* Requirements
Convert the material below into a Markdown table with the columns Row and Line, giving each nonblank line a row number.

* Working data

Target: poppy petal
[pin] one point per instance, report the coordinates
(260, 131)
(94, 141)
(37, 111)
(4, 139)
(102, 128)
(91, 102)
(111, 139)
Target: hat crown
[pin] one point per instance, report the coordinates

* Completed exercise
| Row | Line |
|---|---|
| 1 | Target: poppy petal |
| 2 | [pin] one point per instance, report the coordinates |
| 3 | (260, 131) |
| 4 | (94, 141) |
| 5 | (37, 111) |
| 6 | (4, 139) |
| 7 | (102, 128) |
| 8 | (91, 102) |
| 9 | (111, 139) |
| 10 | Target: hat crown |
| 11 | [pin] one point per instance, report the coordinates |